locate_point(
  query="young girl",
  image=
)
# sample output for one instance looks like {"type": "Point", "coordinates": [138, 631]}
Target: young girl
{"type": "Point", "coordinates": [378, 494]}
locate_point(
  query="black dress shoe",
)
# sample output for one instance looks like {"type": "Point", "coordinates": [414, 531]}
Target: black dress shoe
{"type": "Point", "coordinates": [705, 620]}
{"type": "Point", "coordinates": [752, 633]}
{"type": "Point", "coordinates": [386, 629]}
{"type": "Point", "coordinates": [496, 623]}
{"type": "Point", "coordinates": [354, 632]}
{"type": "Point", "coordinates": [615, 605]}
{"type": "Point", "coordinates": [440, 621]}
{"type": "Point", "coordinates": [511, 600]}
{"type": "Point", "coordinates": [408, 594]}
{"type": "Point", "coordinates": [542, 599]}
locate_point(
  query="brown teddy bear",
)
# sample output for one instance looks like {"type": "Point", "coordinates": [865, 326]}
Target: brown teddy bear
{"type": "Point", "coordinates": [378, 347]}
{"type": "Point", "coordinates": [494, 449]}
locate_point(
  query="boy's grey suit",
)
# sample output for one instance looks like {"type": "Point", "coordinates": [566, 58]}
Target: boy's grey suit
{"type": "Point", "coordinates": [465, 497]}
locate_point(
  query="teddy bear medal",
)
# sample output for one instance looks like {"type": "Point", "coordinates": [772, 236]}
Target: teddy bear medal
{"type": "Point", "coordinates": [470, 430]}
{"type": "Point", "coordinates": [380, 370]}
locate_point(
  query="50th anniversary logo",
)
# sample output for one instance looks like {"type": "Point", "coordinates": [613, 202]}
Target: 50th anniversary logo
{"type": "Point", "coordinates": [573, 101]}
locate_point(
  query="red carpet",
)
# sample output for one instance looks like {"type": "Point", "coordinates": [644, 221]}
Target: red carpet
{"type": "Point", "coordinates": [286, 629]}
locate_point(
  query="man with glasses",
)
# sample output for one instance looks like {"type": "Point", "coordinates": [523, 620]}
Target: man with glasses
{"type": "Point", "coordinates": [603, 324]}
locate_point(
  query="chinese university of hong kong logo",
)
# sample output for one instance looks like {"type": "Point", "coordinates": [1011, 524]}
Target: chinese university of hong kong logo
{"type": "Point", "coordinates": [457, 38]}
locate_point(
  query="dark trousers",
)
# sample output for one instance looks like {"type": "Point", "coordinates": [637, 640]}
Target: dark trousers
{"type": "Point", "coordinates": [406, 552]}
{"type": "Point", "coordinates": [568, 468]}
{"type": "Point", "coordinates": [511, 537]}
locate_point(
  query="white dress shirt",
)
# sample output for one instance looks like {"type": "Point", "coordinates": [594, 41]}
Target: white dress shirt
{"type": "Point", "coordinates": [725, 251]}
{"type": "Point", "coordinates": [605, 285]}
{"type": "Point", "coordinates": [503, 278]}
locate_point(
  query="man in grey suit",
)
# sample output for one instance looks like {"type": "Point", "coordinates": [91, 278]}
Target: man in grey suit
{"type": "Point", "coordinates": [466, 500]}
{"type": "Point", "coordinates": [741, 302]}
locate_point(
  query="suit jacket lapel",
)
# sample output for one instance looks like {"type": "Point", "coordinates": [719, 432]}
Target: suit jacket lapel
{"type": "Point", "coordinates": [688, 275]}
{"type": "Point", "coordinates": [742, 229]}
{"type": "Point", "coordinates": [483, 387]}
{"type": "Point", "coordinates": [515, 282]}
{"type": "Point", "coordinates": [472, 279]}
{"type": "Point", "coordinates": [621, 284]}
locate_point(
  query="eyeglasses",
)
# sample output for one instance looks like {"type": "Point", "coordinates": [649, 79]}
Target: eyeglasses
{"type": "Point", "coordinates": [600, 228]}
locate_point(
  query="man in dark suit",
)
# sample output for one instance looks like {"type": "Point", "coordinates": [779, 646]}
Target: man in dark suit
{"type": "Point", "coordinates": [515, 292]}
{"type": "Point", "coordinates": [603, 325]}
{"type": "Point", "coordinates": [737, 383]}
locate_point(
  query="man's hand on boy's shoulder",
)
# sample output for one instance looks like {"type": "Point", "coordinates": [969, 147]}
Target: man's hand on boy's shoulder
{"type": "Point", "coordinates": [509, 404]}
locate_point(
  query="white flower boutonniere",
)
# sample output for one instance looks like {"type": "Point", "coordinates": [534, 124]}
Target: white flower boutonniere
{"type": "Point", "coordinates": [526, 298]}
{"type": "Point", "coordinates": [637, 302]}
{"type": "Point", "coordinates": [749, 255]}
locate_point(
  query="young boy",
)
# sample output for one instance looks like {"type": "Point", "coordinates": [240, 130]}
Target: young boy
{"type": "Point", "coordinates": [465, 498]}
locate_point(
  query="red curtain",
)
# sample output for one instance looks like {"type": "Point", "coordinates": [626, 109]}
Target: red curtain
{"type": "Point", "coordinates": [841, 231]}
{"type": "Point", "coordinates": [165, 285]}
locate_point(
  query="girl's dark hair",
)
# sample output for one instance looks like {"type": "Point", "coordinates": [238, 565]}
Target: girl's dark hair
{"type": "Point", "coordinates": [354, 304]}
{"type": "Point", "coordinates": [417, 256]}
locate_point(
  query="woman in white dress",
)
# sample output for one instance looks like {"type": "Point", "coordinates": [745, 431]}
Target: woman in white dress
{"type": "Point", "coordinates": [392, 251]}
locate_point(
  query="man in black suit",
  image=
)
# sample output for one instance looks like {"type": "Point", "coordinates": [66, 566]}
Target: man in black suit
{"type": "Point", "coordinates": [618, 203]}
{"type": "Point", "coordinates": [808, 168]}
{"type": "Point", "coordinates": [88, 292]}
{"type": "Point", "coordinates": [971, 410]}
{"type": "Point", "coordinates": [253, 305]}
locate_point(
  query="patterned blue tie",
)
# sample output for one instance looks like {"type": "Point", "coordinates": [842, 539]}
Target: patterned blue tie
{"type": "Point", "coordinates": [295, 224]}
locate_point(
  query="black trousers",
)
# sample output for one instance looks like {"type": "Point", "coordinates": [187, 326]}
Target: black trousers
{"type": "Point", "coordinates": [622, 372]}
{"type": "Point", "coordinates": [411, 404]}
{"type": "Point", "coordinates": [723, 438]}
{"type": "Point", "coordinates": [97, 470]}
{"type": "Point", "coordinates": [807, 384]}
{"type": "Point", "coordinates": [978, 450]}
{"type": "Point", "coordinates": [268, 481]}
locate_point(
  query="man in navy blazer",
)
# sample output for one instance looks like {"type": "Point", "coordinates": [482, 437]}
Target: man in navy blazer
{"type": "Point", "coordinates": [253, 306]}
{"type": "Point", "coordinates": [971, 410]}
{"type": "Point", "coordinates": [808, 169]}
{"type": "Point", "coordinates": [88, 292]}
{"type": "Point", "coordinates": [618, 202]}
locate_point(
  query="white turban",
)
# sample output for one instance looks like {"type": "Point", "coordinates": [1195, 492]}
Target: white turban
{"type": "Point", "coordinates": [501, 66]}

◆ **Task goal**: Reproduce the records above exactly. Leave nothing out.

◆ **Response for this exercise**:
locate_point(
  query="young girl",
  image=
)
# sample output for one instance looks like {"type": "Point", "coordinates": [138, 631]}
Target: young girl
{"type": "Point", "coordinates": [378, 494]}
locate_point(
  query="black dress shoe",
)
# sample output for one instance looks like {"type": "Point", "coordinates": [414, 531]}
Target: black dress shoe
{"type": "Point", "coordinates": [705, 620]}
{"type": "Point", "coordinates": [752, 633]}
{"type": "Point", "coordinates": [386, 629]}
{"type": "Point", "coordinates": [496, 623]}
{"type": "Point", "coordinates": [354, 632]}
{"type": "Point", "coordinates": [615, 605]}
{"type": "Point", "coordinates": [440, 621]}
{"type": "Point", "coordinates": [511, 600]}
{"type": "Point", "coordinates": [408, 594]}
{"type": "Point", "coordinates": [542, 599]}
locate_point(
  query="brown teddy bear",
)
# sample output for one instance looks like {"type": "Point", "coordinates": [865, 326]}
Target: brown teddy bear
{"type": "Point", "coordinates": [378, 347]}
{"type": "Point", "coordinates": [494, 449]}
locate_point(
  query="boy's grey suit",
)
# sample output for one instance looks like {"type": "Point", "coordinates": [566, 58]}
Target: boy's grey suit
{"type": "Point", "coordinates": [465, 497]}
locate_point(
  query="teddy bear medal",
)
# sample output for one instance looks like {"type": "Point", "coordinates": [772, 236]}
Target: teddy bear medal
{"type": "Point", "coordinates": [470, 430]}
{"type": "Point", "coordinates": [380, 370]}
locate_point(
  query="50th anniversary logo",
)
# sample output for one instance looks like {"type": "Point", "coordinates": [613, 202]}
Target: 50th anniversary logo
{"type": "Point", "coordinates": [573, 101]}
locate_point(
  query="red carpet",
)
# sample output for one instance looks like {"type": "Point", "coordinates": [644, 221]}
Target: red carpet
{"type": "Point", "coordinates": [286, 629]}
locate_point(
  query="man with glasses",
)
# sample output for one instance looks like {"type": "Point", "coordinates": [523, 620]}
Target: man with glasses
{"type": "Point", "coordinates": [603, 324]}
locate_point(
  query="chinese university of hong kong logo",
)
# sample output for one instance looks like {"type": "Point", "coordinates": [1011, 524]}
Target: chinese university of hong kong logo
{"type": "Point", "coordinates": [457, 38]}
locate_point(
  query="dark trousers",
)
# sample output for one instance looks like {"type": "Point", "coordinates": [637, 640]}
Target: dark trousers
{"type": "Point", "coordinates": [406, 552]}
{"type": "Point", "coordinates": [568, 468]}
{"type": "Point", "coordinates": [511, 537]}
locate_point(
  query="white dress shirt",
)
# sample output for one instance looks like {"type": "Point", "coordinates": [594, 41]}
Target: white dress shirt
{"type": "Point", "coordinates": [725, 251]}
{"type": "Point", "coordinates": [605, 285]}
{"type": "Point", "coordinates": [503, 278]}
locate_point(
  query="man in grey suit",
)
# sample output for one instance looks like {"type": "Point", "coordinates": [91, 278]}
Target: man in grey suit
{"type": "Point", "coordinates": [466, 500]}
{"type": "Point", "coordinates": [741, 302]}
locate_point(
  query="suit jacket lapel",
)
# sample output for one instance looks like {"type": "Point", "coordinates": [719, 432]}
Target: suit jacket lapel
{"type": "Point", "coordinates": [688, 275]}
{"type": "Point", "coordinates": [742, 229]}
{"type": "Point", "coordinates": [483, 387]}
{"type": "Point", "coordinates": [515, 282]}
{"type": "Point", "coordinates": [472, 279]}
{"type": "Point", "coordinates": [621, 284]}
locate_point(
  query="eyeglasses",
)
# sample output for one instance looks like {"type": "Point", "coordinates": [649, 79]}
Target: eyeglasses
{"type": "Point", "coordinates": [600, 228]}
locate_point(
  query="man in dark suit",
)
# sample output for one instance looks like {"type": "Point", "coordinates": [779, 646]}
Target: man in dark suit
{"type": "Point", "coordinates": [515, 292]}
{"type": "Point", "coordinates": [603, 325]}
{"type": "Point", "coordinates": [737, 383]}
locate_point(
  query="man's hand on boy's shoulder",
)
# sample output for one instance looks like {"type": "Point", "coordinates": [969, 147]}
Target: man's hand on boy's shoulder
{"type": "Point", "coordinates": [509, 404]}
locate_point(
  query="white flower boutonniere",
)
# sample output for one instance looks like {"type": "Point", "coordinates": [534, 124]}
Target: white flower boutonniere
{"type": "Point", "coordinates": [526, 298]}
{"type": "Point", "coordinates": [637, 302]}
{"type": "Point", "coordinates": [749, 255]}
locate_point(
  query="young boy",
)
# sample output for one instance looks like {"type": "Point", "coordinates": [240, 130]}
Target: young boy
{"type": "Point", "coordinates": [465, 498]}
locate_point(
  query="red curtain",
)
# sample output for one instance looks like {"type": "Point", "coordinates": [626, 109]}
Target: red curtain
{"type": "Point", "coordinates": [841, 231]}
{"type": "Point", "coordinates": [165, 285]}
locate_point(
  query="girl's dark hair",
)
# sample output for one instance looks like {"type": "Point", "coordinates": [238, 565]}
Target: girl's dark hair
{"type": "Point", "coordinates": [354, 304]}
{"type": "Point", "coordinates": [417, 256]}
locate_point(
  query="woman in white dress",
)
# sample output for one instance looks like {"type": "Point", "coordinates": [745, 431]}
Target: woman in white dress
{"type": "Point", "coordinates": [392, 251]}
locate_point(
  query="man in black suit",
  image=
)
# sample output for one instance looks like {"type": "Point", "coordinates": [66, 566]}
Target: man in black suit
{"type": "Point", "coordinates": [618, 203]}
{"type": "Point", "coordinates": [808, 168]}
{"type": "Point", "coordinates": [88, 292]}
{"type": "Point", "coordinates": [971, 410]}
{"type": "Point", "coordinates": [253, 305]}
locate_point(
  query="patterned blue tie",
)
# sample output for one instance looks like {"type": "Point", "coordinates": [842, 539]}
Target: patterned blue tie
{"type": "Point", "coordinates": [295, 224]}
locate_point(
  query="black trousers",
)
# sample output for one instance looks like {"type": "Point", "coordinates": [187, 326]}
Target: black trousers
{"type": "Point", "coordinates": [622, 372]}
{"type": "Point", "coordinates": [411, 404]}
{"type": "Point", "coordinates": [723, 438]}
{"type": "Point", "coordinates": [97, 470]}
{"type": "Point", "coordinates": [807, 384]}
{"type": "Point", "coordinates": [978, 450]}
{"type": "Point", "coordinates": [268, 481]}
locate_point(
  query="man in navy blazer",
)
# sample output for one instance looks like {"type": "Point", "coordinates": [482, 437]}
Target: man in navy blazer
{"type": "Point", "coordinates": [253, 306]}
{"type": "Point", "coordinates": [971, 410]}
{"type": "Point", "coordinates": [808, 169]}
{"type": "Point", "coordinates": [88, 292]}
{"type": "Point", "coordinates": [618, 202]}
locate_point(
  query="white turban",
)
# sample output for one instance looks like {"type": "Point", "coordinates": [1195, 492]}
Target: white turban
{"type": "Point", "coordinates": [501, 66]}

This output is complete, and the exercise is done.